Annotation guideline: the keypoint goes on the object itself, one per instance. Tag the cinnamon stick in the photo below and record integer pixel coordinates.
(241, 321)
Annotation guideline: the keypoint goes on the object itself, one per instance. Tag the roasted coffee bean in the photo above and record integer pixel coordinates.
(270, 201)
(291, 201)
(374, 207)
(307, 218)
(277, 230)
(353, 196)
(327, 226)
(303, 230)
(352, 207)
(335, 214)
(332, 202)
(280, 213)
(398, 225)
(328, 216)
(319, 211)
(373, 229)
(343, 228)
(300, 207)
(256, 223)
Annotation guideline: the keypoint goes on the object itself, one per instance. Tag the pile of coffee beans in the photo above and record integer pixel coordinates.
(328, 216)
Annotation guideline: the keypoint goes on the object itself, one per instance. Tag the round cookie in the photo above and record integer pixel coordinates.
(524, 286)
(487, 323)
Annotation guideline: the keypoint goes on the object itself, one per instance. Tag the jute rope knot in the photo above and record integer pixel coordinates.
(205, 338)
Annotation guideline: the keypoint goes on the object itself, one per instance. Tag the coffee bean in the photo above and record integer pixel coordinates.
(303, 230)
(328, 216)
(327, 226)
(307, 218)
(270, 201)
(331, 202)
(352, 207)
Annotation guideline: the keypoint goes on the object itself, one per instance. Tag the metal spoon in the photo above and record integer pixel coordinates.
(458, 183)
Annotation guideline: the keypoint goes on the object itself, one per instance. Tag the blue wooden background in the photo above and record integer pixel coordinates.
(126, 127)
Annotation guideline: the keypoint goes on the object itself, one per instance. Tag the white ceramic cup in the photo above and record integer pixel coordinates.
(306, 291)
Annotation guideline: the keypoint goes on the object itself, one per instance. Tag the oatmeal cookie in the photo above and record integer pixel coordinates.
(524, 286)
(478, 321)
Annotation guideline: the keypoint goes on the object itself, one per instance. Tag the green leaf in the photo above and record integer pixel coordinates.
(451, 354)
##############################
- [Exercise goal] Your task is to write out, exactly, the line that contains "Tag the jute" and each line after it to the end of the data, with no other lines.

- [Finished exercise]
Annotation guideline: the keypoint goes on the object itself, one per instance. Tag the jute rope knot in the photo above and record integer pixel coordinates.
(205, 338)
Annotation guideline: the keypoint goes on the object itself, one per instance. Tag the coffee bean in the photo above and record integer pixel coordinates.
(303, 230)
(328, 216)
(327, 226)
(307, 218)
(270, 201)
(331, 202)
(352, 207)
Annotation guideline: the keypoint goes on the object itself, one per instance. Tag the metal spoon in the photo above and record integer pixel coordinates.
(458, 183)
Annotation guideline: the keypoint goes on the object itself, one per instance. Tag the blue wooden background in the photo above and record integer pixel coordinates.
(126, 127)
Annotation guideline: the keypoint goes on the object itself, one per instance. Tag the white ceramic cup in the photo above and record integer pixel coordinates.
(306, 291)
Annotation guideline: the keypoint goes on the object itself, one per instance. Tag the oatmeal cookie in the photo above and record integer pixel coordinates.
(524, 286)
(478, 321)
Annotation guideline: the keypoint goes on the object itself, one per instance. Tag the green leaf in the photo above and record integer pixel coordinates.
(451, 354)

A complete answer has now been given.